**Data records:**
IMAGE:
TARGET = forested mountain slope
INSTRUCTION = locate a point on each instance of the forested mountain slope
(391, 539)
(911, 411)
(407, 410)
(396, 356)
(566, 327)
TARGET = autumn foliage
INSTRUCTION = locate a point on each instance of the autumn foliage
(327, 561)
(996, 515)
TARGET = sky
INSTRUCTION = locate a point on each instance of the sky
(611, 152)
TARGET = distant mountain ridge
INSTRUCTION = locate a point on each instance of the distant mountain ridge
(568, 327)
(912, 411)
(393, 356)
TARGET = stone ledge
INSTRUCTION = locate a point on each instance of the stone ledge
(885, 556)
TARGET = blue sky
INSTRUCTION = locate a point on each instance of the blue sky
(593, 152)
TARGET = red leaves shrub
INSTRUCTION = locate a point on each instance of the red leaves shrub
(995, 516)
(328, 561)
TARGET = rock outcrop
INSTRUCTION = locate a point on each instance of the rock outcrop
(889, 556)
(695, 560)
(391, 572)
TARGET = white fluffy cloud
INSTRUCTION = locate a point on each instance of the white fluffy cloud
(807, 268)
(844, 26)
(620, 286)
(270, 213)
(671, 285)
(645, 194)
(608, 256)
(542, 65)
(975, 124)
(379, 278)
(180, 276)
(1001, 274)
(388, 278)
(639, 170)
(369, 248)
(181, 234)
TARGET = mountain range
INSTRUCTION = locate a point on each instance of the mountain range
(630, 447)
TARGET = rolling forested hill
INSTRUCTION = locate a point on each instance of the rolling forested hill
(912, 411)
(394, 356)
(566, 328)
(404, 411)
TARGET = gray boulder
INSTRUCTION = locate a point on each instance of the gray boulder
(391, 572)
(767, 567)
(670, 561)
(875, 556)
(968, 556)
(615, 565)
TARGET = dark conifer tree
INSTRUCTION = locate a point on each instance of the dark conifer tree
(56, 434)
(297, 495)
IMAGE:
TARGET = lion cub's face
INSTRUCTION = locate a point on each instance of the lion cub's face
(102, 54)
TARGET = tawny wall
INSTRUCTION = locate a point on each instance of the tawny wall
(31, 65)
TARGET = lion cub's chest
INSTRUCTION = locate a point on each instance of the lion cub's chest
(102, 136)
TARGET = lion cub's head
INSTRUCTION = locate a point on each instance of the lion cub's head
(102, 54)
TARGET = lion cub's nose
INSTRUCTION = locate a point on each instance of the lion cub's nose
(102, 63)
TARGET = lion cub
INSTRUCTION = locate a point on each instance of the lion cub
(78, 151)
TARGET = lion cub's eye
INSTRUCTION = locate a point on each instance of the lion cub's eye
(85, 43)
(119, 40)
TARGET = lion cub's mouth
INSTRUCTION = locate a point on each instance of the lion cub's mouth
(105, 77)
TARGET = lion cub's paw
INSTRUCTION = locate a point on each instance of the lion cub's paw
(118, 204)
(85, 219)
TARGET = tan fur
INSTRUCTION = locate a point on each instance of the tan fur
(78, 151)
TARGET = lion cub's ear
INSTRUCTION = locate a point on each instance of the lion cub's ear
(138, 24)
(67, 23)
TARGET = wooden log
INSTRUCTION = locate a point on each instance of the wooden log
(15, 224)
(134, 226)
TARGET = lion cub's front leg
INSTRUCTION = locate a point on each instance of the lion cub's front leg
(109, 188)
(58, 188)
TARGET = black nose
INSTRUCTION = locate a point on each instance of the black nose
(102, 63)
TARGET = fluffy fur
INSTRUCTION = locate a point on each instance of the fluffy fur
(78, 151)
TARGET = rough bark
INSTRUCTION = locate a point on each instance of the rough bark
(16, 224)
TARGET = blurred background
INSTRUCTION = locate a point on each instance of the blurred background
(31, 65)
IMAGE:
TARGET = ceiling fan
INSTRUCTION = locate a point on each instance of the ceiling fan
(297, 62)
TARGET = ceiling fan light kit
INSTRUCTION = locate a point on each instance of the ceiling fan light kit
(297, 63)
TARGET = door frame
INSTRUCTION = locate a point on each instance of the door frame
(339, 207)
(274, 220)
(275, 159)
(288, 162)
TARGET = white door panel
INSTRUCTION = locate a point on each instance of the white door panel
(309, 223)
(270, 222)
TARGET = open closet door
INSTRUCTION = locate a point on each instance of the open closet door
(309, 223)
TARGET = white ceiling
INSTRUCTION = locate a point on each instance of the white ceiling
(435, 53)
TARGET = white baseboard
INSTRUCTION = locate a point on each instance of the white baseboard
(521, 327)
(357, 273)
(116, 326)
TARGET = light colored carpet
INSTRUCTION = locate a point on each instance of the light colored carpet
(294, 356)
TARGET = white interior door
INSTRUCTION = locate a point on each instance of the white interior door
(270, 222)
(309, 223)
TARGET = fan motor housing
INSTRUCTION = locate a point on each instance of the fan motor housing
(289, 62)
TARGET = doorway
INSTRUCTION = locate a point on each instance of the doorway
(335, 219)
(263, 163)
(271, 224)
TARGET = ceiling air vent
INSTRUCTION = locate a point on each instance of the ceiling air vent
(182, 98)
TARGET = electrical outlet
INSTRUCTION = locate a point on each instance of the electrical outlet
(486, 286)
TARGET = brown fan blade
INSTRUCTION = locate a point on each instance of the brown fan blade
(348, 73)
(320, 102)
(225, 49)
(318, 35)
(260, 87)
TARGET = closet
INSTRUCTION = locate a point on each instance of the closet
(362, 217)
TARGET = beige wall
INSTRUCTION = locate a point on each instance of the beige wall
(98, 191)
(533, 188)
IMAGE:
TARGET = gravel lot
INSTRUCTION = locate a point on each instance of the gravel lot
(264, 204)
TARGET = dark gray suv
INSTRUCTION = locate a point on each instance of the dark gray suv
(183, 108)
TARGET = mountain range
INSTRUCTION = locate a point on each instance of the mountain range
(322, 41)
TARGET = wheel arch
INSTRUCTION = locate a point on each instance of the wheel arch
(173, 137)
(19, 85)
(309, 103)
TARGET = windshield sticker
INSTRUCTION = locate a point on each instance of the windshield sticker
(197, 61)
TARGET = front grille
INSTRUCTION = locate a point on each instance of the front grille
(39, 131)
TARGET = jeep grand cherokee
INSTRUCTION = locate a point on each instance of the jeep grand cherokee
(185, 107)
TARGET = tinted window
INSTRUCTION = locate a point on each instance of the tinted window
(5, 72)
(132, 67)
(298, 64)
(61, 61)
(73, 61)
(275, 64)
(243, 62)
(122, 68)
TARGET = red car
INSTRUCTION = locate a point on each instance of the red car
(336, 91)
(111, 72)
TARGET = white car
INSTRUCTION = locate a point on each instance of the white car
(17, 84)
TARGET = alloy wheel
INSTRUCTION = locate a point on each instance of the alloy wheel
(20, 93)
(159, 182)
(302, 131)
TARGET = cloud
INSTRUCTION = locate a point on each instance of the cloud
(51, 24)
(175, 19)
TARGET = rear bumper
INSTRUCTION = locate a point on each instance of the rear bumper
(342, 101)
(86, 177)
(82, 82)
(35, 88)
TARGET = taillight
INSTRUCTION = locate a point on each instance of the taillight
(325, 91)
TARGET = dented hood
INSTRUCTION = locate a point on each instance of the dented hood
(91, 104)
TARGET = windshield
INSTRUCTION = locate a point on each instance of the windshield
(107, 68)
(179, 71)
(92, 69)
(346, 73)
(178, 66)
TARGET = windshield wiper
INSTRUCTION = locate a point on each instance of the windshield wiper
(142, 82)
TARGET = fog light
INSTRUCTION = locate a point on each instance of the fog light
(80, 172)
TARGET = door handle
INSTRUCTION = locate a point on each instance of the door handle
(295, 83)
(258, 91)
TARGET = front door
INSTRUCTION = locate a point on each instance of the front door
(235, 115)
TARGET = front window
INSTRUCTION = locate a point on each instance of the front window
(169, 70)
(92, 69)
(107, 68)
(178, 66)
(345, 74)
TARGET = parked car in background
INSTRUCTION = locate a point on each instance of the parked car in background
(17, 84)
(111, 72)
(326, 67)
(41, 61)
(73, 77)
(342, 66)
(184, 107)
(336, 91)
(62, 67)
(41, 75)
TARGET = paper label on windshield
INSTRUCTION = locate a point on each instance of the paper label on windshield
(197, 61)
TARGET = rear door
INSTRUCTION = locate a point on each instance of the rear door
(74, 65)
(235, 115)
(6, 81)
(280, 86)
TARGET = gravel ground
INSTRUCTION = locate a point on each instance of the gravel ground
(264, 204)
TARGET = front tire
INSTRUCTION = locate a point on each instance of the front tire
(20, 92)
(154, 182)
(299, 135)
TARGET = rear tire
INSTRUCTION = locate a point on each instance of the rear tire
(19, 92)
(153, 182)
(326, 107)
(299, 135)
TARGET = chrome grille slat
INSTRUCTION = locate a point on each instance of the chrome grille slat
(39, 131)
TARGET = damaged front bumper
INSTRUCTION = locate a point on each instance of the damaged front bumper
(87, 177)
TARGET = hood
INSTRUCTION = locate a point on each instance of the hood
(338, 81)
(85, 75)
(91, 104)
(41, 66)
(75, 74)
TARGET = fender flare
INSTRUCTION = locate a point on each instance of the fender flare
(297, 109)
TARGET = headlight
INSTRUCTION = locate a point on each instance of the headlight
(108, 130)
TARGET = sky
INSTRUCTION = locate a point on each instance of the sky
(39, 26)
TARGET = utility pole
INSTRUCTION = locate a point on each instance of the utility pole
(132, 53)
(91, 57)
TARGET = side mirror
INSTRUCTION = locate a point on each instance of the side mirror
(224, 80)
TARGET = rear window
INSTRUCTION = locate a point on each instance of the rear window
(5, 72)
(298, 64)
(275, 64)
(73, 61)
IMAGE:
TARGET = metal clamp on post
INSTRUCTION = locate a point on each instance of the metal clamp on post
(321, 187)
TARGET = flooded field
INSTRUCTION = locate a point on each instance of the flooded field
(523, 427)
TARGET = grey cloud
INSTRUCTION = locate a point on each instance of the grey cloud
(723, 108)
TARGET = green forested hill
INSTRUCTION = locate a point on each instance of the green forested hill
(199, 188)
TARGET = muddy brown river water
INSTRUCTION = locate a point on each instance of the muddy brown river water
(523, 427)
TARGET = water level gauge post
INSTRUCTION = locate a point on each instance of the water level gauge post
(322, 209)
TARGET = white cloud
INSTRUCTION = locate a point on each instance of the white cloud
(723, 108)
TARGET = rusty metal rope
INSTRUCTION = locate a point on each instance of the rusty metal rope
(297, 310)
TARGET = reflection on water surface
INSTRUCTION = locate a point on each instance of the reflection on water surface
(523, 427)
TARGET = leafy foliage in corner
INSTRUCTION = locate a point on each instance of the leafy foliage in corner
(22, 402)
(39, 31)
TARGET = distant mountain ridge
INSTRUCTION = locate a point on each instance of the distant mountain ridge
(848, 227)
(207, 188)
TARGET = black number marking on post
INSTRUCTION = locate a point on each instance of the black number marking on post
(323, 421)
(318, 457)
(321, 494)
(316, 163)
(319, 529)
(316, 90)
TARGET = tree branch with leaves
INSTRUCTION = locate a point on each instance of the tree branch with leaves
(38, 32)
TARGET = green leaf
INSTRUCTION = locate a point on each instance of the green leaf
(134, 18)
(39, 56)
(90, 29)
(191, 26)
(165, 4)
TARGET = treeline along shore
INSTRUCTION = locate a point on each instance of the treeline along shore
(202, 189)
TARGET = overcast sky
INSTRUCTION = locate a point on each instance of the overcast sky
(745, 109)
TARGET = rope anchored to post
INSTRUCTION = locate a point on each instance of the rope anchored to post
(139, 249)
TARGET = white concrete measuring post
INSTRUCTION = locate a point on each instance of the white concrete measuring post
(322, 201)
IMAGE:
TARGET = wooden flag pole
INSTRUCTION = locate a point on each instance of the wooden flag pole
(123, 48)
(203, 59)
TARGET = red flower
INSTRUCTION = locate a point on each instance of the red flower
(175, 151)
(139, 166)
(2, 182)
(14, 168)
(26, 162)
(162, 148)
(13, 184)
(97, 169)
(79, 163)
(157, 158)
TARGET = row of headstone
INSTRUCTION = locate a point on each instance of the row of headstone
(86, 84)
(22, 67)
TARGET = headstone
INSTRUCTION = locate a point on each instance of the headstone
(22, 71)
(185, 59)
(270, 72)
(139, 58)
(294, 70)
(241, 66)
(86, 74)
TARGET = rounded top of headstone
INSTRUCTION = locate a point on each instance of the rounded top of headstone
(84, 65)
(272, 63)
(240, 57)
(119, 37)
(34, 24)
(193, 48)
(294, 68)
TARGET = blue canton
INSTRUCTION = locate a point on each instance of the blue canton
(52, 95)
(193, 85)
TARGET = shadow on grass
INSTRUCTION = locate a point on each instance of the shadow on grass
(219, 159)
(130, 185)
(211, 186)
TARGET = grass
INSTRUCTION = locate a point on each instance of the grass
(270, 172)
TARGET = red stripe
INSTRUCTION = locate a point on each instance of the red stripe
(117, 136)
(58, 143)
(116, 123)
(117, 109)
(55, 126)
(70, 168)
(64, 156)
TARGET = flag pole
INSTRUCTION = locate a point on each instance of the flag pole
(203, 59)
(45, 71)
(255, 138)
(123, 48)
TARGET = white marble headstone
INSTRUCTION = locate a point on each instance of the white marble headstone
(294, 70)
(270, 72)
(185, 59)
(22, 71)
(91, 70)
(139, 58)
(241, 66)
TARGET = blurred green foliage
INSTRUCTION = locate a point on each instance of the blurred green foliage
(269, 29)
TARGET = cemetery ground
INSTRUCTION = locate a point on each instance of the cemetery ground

**Exercise aim:** Every line from the one containing "TARGET = flag pole" through the last line of the entries must be written out verbatim, and no other line.

**Task answer:**
TARGET = flag pole
INSTRUCTION = locate a point on each instance of the flag pole
(203, 59)
(45, 71)
(255, 138)
(123, 48)
TARGET = white marble headstone
INSTRUCTION = locate a point on each instance of the white marble headstone
(294, 70)
(270, 72)
(185, 59)
(22, 71)
(91, 70)
(139, 58)
(241, 66)
TARGET = blurred green foliage
INSTRUCTION = locate a point on each instance of the blurred green foliage
(269, 29)
TARGET = cemetery ground
INSTRUCTION = locate a point on each instance of the cemetery ground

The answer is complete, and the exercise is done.